#### Listed entries
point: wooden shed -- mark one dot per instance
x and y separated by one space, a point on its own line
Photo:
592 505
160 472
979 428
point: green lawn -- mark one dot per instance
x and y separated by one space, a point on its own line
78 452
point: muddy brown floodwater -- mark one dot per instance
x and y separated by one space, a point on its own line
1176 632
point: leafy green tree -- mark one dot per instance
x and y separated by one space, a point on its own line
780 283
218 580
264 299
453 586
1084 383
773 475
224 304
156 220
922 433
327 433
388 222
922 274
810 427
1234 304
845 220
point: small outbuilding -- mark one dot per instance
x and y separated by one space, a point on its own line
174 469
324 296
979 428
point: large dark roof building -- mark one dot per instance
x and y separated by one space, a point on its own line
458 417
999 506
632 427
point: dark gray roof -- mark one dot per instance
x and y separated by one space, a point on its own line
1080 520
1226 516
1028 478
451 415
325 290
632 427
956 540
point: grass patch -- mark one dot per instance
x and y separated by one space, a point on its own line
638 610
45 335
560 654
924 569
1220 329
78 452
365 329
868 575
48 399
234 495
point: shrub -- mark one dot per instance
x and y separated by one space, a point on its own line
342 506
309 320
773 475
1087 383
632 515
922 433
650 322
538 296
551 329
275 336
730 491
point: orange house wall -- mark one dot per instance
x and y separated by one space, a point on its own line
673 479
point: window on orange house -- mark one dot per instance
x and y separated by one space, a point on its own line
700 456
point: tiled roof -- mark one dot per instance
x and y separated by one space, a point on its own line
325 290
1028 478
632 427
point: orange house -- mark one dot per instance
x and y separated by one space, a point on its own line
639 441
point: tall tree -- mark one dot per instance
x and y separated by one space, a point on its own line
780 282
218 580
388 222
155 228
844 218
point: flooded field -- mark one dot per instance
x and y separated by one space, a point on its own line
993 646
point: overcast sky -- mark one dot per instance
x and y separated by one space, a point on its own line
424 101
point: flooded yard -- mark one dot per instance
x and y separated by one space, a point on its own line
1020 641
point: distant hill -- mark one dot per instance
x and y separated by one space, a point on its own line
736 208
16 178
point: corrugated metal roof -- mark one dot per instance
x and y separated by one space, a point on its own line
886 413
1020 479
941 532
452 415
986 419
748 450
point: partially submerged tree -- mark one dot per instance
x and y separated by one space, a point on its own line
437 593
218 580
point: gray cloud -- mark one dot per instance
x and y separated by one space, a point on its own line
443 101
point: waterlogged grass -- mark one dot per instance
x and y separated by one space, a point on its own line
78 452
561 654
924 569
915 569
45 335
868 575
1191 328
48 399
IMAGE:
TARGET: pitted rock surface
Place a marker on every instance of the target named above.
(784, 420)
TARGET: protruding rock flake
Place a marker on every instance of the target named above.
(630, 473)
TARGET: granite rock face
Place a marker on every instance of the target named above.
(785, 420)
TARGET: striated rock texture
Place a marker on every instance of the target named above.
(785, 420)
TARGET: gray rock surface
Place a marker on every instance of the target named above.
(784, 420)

#### Task brief
Format every line of the entries above as a JSON list of strings, one string per line, leaving out any blank lines.

#### Completed task
[
  "point: wooden shed -- mark one dot per instance",
  "x and y separated by one space, a point on its own line",
  "Photo:",
  "592 505",
  "160 472",
  "979 428",
  "point: green lawn -- mark one dot per instance",
  "x and y separated by one space, a point on its own line",
  "78 452",
  "point: muddy brown floodwater -- mark one dot per instance",
  "x and y separated by one space, a point on its own line",
  "1176 632",
  "point: leafy green tree -- mark one dot per instance",
  "x and y separated by one space, a point on its own line",
  "780 283",
  "218 580",
  "264 299",
  "453 586",
  "1084 383",
  "773 475",
  "224 304",
  "156 220",
  "922 433",
  "327 433",
  "388 222",
  "922 274",
  "810 427",
  "1234 304",
  "845 220",
  "point: small outbuilding -- mark one dot per instance",
  "x and y separated by one space, a point on its own line",
  "174 469",
  "324 296",
  "979 428",
  "point: large dark roof building -- mark one dot per instance",
  "x and y separated by one space, a point on its own line",
  "458 417",
  "999 506",
  "632 427",
  "point: dark gray roof -- mark one dot per instance",
  "x and y separated by one space, a point on its own line",
  "1080 520",
  "1226 516",
  "1028 478",
  "451 415",
  "325 290",
  "632 427",
  "956 540",
  "point: grass patch -- mark one dot per instance",
  "x and y separated by one space, a point on its own line",
  "638 610",
  "45 335",
  "560 654",
  "924 569",
  "1220 329",
  "78 452",
  "365 329",
  "868 575",
  "48 399",
  "234 495",
  "point: shrub -- mark one dot per instance",
  "x and y separated by one space, a point on its own line",
  "342 506",
  "309 320",
  "773 475",
  "1087 383",
  "632 515",
  "922 433",
  "650 322",
  "538 296",
  "551 329",
  "275 336",
  "730 491",
  "point: orange house wall -- mark one dot per instance",
  "x and y separated by one space, a point on its own line",
  "673 479",
  "point: window on orange house -- mark one dot per instance",
  "x and y separated by one space, a point on its own line",
  "700 456",
  "point: tiled roof -- mark one dot per instance",
  "x and y separated by one space, a point on its own line",
  "325 290",
  "1028 478",
  "632 427",
  "point: orange house -- mark one dot per instance",
  "x and y separated by one space, a point on its own line",
  "639 441",
  "point: tall tree -- mark one dot per instance",
  "x and y separated by one space, a point on its own line",
  "780 282",
  "218 580",
  "388 222",
  "155 228",
  "844 218",
  "point: flooded field -- mark one dot per instance",
  "x and y separated by one space, a point on its own line",
  "993 646",
  "point: overcast sky -- mark one dot per instance",
  "x and y separated by one space, a point on its own line",
  "424 101",
  "point: flooded yard -- mark one dot per instance",
  "x and y separated by one space, a point on its own line",
  "1020 641",
  "point: distant hill -- mark one dot per instance",
  "x and y separated by one space, a point on its own line",
  "736 208",
  "16 178",
  "point: corrugated metal roof -- mark one dot per instance",
  "x and y separated by one space, a point on its own line",
  "886 413",
  "1020 479",
  "941 532",
  "452 415",
  "986 419",
  "748 450",
  "point: partially submerged tree -- mark one dot per instance",
  "x and y separated by one space, a point on its own line",
  "437 593",
  "218 580",
  "point: gray cloud -- mark one dot per instance",
  "x and y separated by one space, a point on its own line",
  "443 101",
  "point: waterlogged grass -- mark one dot per instance",
  "x and y separated by one space, a point on its own line",
  "78 452",
  "561 654",
  "924 569",
  "915 569",
  "45 335",
  "868 575",
  "1191 328",
  "48 399",
  "IMAGE:",
  "TARGET: pitted rock surface",
  "Place a marker on every instance of the target named above.",
  "(784, 420)",
  "TARGET: protruding rock flake",
  "Place a marker on every instance of the target named above.",
  "(630, 473)",
  "TARGET: granite rock face",
  "Place a marker on every instance of the target named above.",
  "(785, 420)",
  "TARGET: striated rock texture",
  "Place a marker on every instance of the target named above.",
  "(785, 420)",
  "TARGET: gray rock surface",
  "Place a marker on every instance of the target named above.",
  "(784, 420)"
]